Выбранный отрывок:

Другим существенным различием между страной, в которой Путин родился, и страной, которой он сейчас управляет, является идеология. Коммунисты презирали «буржуазный национализм», отрицали религию как «опиум для народа» и считали себя авангардом международного рабочего класса («Трудящиеся всех стран – объединяйтесь!»). Практически по каждому из этих пунктов Путина можно считать отступником: он превозносит «матушку-Россию», демонстрирует верность православной церкви и связывает надежды на будущее своей страны с досоветскими временами.
Путин принял и приспособил для собственных целей то, что Фиона и Клиффорд называют «русской исключительностью». Эта атавистическая идеология восходит к славянофилам XIX века и их вере в «загадку русской души» и «особую роль России в судьбах Евразии». Известное, но часто цитируемое не полностью высказывание Путина о «величайшей геополитической катастрофе (двадцатого) столетия» отсылает не столько к распаду СССР, сколько к ослаблению позиции России в начале 90-х годов XX века. Эта позиция показывает, какое влияние на Путина оказывают не только национально ориентированные историки, но и, например, кинодеятель Никита Михалков, известный на Западе по своему оскароносному антисталинистскому фильму «Утомленные солнцем». Михалков долгие годы возглавляет крестовый поход за реабилитацию «настоящих русских героев» Белого движения, потерпевших поражение в пятилетней Гражданской войне, последовавшей за революцией 1917 года.
Таким образом, в некотором смысле «мистер Путин» в его поиске русской национальной идеи является не только посткоммунистом, но и прекоммунистом или даже антикоммунистом.

Записанные данные:
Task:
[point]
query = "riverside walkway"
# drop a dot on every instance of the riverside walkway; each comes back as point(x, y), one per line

Учебное задание 1: Напечатайте часть отрывка об идеологии Путина, начиная со слов «Таким образом, в» и продолжая до слов «или даже антикоммунистом.» включительно.
Учебное задание 2: Продолжите отрывок об идеологии Путина, начав сразу после его последнего предложения.
Данные здесь никакой роли не играют.

Ответ на задание 1:
Таким образом, в некотором смысле «мистер Путин» в его поиске русской национальной идеи является не только посткоммунистом, но и прекоммунистом или даже антикоммунистом.

Ответ на задание 2:
Вместе с тем есть нечто, связывающее Путина одновременно и с царями, и с комиссарами, – вера в необходимость верховного лидера. Концепции, подобные «разделению ветвей власти» или «системе сдержек и противовесов», в Кремле долгие годы предавались анафеме. Сталина называли вождем (ближайший русский эквивалент для немецкого Der Führer или итальянского Il Duce. Даже Борис Ельцин, либеральный во многих смыслах по сравнению со своим преемником лидер государства, использовал глагол «царствовать» по отношению к себе).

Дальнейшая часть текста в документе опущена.